Segmentation data:
►
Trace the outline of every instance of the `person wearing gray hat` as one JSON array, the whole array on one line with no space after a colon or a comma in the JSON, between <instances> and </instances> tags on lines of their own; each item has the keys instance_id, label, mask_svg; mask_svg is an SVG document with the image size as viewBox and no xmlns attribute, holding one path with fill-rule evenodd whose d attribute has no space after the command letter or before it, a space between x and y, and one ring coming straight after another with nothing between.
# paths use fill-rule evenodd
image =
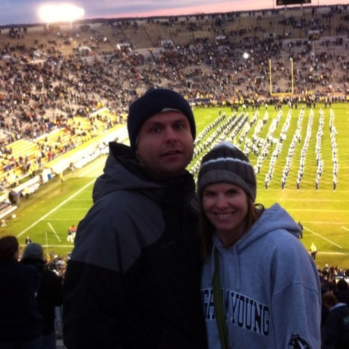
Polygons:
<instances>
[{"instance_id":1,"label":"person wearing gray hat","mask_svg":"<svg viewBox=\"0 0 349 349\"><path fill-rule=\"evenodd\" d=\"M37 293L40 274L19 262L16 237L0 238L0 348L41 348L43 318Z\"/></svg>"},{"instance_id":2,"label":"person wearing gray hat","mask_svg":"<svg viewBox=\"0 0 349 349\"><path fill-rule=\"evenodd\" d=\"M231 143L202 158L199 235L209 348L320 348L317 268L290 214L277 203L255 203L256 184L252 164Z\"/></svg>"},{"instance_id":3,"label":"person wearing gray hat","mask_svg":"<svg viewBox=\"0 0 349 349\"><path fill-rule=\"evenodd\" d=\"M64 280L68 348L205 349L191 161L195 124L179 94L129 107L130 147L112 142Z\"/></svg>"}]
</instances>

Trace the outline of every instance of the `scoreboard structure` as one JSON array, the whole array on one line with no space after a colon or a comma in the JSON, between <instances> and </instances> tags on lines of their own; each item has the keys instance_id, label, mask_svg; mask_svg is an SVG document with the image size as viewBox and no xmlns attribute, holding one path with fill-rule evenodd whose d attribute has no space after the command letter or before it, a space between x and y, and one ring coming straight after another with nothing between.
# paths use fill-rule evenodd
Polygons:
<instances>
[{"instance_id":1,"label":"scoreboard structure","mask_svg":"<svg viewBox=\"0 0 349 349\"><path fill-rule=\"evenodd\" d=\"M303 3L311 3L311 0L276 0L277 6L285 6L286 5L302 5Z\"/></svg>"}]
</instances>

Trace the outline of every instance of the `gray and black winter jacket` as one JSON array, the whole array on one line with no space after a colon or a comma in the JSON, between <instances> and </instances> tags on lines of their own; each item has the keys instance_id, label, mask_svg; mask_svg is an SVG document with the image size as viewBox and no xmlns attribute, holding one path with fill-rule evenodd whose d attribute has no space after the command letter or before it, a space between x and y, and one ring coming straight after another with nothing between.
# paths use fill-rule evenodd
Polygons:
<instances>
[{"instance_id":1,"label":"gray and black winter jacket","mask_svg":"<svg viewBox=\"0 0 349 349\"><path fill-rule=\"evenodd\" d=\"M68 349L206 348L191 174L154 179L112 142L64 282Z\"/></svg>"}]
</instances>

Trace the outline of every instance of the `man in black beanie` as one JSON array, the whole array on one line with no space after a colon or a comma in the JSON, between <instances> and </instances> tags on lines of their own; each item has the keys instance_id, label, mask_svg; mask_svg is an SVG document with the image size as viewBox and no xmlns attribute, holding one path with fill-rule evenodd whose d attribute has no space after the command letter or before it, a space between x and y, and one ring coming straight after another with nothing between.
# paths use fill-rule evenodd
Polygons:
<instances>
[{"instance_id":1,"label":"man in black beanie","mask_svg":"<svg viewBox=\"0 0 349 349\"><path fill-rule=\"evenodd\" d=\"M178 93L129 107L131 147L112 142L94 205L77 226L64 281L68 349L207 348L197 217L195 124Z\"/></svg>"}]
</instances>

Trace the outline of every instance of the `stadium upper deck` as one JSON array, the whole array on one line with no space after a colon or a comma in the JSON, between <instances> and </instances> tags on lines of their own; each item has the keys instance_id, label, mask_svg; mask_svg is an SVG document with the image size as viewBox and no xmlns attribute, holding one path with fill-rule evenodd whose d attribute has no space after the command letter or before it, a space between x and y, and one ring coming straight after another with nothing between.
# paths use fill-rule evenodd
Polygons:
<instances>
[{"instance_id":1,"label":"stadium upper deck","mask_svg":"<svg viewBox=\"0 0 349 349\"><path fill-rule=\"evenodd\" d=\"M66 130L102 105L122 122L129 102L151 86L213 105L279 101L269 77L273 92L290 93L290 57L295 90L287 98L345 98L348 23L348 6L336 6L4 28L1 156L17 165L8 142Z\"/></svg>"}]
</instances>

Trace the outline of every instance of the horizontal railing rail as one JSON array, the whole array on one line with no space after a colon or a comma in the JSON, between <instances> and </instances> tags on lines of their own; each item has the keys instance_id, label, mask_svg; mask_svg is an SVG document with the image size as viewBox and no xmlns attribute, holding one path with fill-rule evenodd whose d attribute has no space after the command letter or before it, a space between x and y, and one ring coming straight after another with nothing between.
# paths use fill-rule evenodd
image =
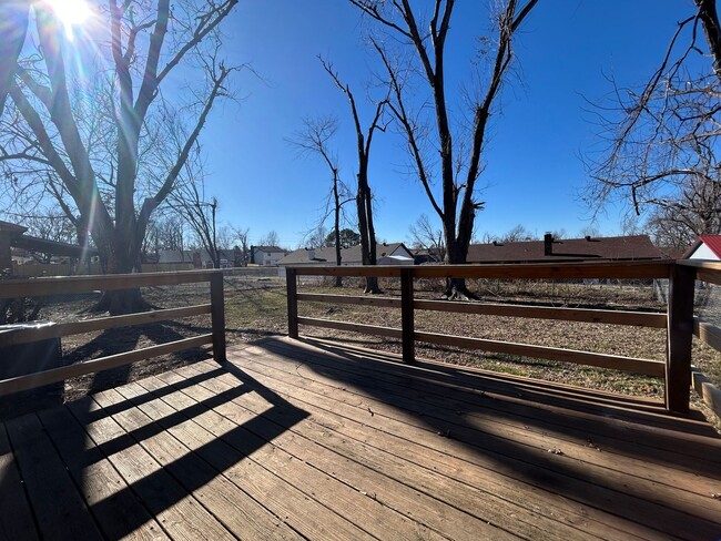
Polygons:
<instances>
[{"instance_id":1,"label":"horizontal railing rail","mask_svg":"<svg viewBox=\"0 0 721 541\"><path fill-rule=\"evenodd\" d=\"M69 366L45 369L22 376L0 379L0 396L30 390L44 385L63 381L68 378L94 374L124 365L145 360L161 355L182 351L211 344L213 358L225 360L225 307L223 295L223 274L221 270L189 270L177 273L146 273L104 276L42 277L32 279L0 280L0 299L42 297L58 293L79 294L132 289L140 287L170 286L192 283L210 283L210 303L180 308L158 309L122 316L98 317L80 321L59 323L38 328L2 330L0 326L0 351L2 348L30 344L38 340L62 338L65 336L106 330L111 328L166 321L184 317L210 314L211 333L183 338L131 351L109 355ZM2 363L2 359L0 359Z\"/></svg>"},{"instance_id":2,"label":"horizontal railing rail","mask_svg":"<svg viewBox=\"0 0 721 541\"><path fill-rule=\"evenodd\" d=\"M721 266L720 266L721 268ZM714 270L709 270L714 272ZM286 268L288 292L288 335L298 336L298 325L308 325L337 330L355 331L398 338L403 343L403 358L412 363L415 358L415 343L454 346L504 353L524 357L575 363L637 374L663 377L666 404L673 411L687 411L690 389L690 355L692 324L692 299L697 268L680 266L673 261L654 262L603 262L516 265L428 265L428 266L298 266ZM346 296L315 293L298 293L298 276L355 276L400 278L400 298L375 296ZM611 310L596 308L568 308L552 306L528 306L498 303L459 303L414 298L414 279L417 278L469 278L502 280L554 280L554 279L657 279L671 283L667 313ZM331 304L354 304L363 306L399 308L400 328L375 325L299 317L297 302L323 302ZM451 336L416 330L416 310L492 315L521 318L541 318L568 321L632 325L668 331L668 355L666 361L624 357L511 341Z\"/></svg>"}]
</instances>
◄
◆ **DIRECTIVE**: Write out the listing above exactly as it stands, pictures excluded.

◆ **ANSWER FOR THE TASK**:
Trace the outline of every instance of the `person wearing gray hat` as one JSON array, the whole array on one line with no space after a colon or a comma in the JSON, between <instances> and </instances> tags on lines of their own; each item has the keys instance_id, label, mask_svg; mask_svg is an SVG document with the image size as viewBox and no xmlns attribute, holding one path with fill-rule evenodd whose d attribute has no space after the command letter or before it, a space between x and y, and one ring coming straight after another with nothing between.
# paths use fill-rule evenodd
image =
Polygons:
<instances>
[{"instance_id":1,"label":"person wearing gray hat","mask_svg":"<svg viewBox=\"0 0 349 349\"><path fill-rule=\"evenodd\" d=\"M37 293L40 274L19 262L16 237L0 238L0 348L41 348L43 318Z\"/></svg>"},{"instance_id":2,"label":"person wearing gray hat","mask_svg":"<svg viewBox=\"0 0 349 349\"><path fill-rule=\"evenodd\" d=\"M231 143L202 158L199 235L209 348L320 348L317 268L290 214L277 203L255 203L256 184L252 164Z\"/></svg>"},{"instance_id":3,"label":"person wearing gray hat","mask_svg":"<svg viewBox=\"0 0 349 349\"><path fill-rule=\"evenodd\" d=\"M64 280L68 348L205 349L191 161L195 124L179 94L129 107L130 147L112 142Z\"/></svg>"}]
</instances>

Trace the outline of every instance of the `scoreboard structure` as one JSON array, the whole array on one line with no space after a colon or a comma in the JSON, between <instances> and </instances> tags on lines of their own; each item has the keys instance_id, label, mask_svg; mask_svg is an SVG document with the image size as viewBox and no xmlns attribute, holding one path with fill-rule evenodd whose d attribute has no space after the command letter or before it, a space between x and y, and one ring coming straight after another with nothing between.
# paths use fill-rule evenodd
Polygons:
<instances>
[{"instance_id":1,"label":"scoreboard structure","mask_svg":"<svg viewBox=\"0 0 349 349\"><path fill-rule=\"evenodd\" d=\"M303 3L311 3L311 0L276 0L277 6L285 6L286 5L302 5Z\"/></svg>"}]
</instances>

Trace the outline of every instance of the `gray and black winter jacket` as one JSON array, the whole array on one line with no space after a colon or a comma in the JSON, between <instances> and </instances> tags on lines of their own; each item has the keys instance_id, label, mask_svg; mask_svg is an SVG document with the image size as viewBox and no xmlns attribute, holding one path with fill-rule evenodd whose d attribute has no space after the command letter or before it, a space between x and y, and one ring coming straight after another with nothing between.
# paths use fill-rule evenodd
Polygons:
<instances>
[{"instance_id":1,"label":"gray and black winter jacket","mask_svg":"<svg viewBox=\"0 0 349 349\"><path fill-rule=\"evenodd\" d=\"M68 349L206 348L191 174L154 179L112 142L64 282Z\"/></svg>"}]
</instances>

Trace the outline of every instance of the `man in black beanie` as one JSON array, the whole array on one line with no space after a colon or a comma in the JSON, between <instances> and </instances> tags on lines of their own; each item has the keys instance_id, label, mask_svg; mask_svg is an SVG document with the image size as viewBox and no xmlns attribute, holding one path with fill-rule evenodd whose d attribute has no space after the command letter or before it, a space between x and y, and one ring coming straight after another with nothing between.
# paths use fill-rule evenodd
Polygons:
<instances>
[{"instance_id":1,"label":"man in black beanie","mask_svg":"<svg viewBox=\"0 0 349 349\"><path fill-rule=\"evenodd\" d=\"M178 93L129 107L131 147L112 142L94 205L77 226L64 281L68 349L207 348L197 217L195 124Z\"/></svg>"}]
</instances>

Trace the outline of every instance of the `stadium upper deck` as one JSON array, the whole array on one line with no space after a colon or a comma in the JSON, between <instances> and </instances> tags on lines of their own; each item has the keys instance_id, label, mask_svg; mask_svg is an SVG document with the image size as viewBox and no xmlns attribute, holding one path with fill-rule evenodd whose d attribute has no space after the command letter or before it, a space between x and y, and one ring coming straight after another with nothing between.
# paths use fill-rule evenodd
Polygons:
<instances>
[{"instance_id":1,"label":"stadium upper deck","mask_svg":"<svg viewBox=\"0 0 349 349\"><path fill-rule=\"evenodd\" d=\"M66 130L102 105L122 122L129 102L151 86L213 105L279 101L269 77L273 92L290 93L290 57L295 90L287 98L345 98L348 23L348 6L336 6L4 28L1 156L17 165L8 142Z\"/></svg>"}]
</instances>

Trace the outline of every instance of the horizontal railing rail as one JSON array, the whole array on one line with no space after a colon or a comma in the JSON, between <instances> and </instances> tags on lines of their own; each item has the keys instance_id, label, mask_svg; mask_svg is an SVG document with the image size as viewBox and no xmlns attribute, holding one path with fill-rule evenodd whose d attribute has no space after the command letter or before it, a space between x and y, and one ring coming straight after another with nothing between.
# paths use fill-rule evenodd
image =
Polygons:
<instances>
[{"instance_id":1,"label":"horizontal railing rail","mask_svg":"<svg viewBox=\"0 0 721 541\"><path fill-rule=\"evenodd\" d=\"M69 366L45 369L22 376L0 379L0 396L30 390L44 385L63 381L68 378L94 374L124 365L145 360L161 355L182 351L211 344L213 358L225 360L225 307L223 295L223 274L221 270L189 270L177 273L146 273L104 276L42 277L32 279L0 280L0 299L42 297L58 293L79 294L132 289L140 287L170 286L192 283L210 283L210 303L180 308L158 309L122 316L98 317L80 321L59 323L38 328L2 330L0 326L0 351L2 348L30 344L38 340L62 338L65 336L106 330L111 328L166 321L184 317L210 314L211 333L183 338L131 351L109 355ZM2 363L2 359L0 359Z\"/></svg>"},{"instance_id":2,"label":"horizontal railing rail","mask_svg":"<svg viewBox=\"0 0 721 541\"><path fill-rule=\"evenodd\" d=\"M721 266L720 266L721 268ZM714 270L709 270L714 272ZM286 268L288 292L288 335L298 336L298 325L308 325L337 330L355 331L398 338L403 343L403 358L412 363L415 358L415 343L454 346L504 353L524 357L575 363L637 374L663 377L666 404L673 411L687 411L690 389L690 355L692 324L692 299L697 268L680 266L673 261L654 262L603 262L516 265L428 265L428 266L298 266ZM346 296L315 293L298 293L298 276L355 276L400 278L400 298L375 296ZM611 310L596 308L568 308L552 306L528 306L498 303L459 303L414 298L414 279L417 278L469 278L502 280L554 280L554 279L657 279L671 283L667 313ZM331 304L354 304L363 306L399 308L400 328L375 325L299 317L297 302L323 302ZM451 336L416 330L416 310L492 315L521 318L541 318L568 321L632 325L668 331L668 355L666 361L624 357L511 341Z\"/></svg>"}]
</instances>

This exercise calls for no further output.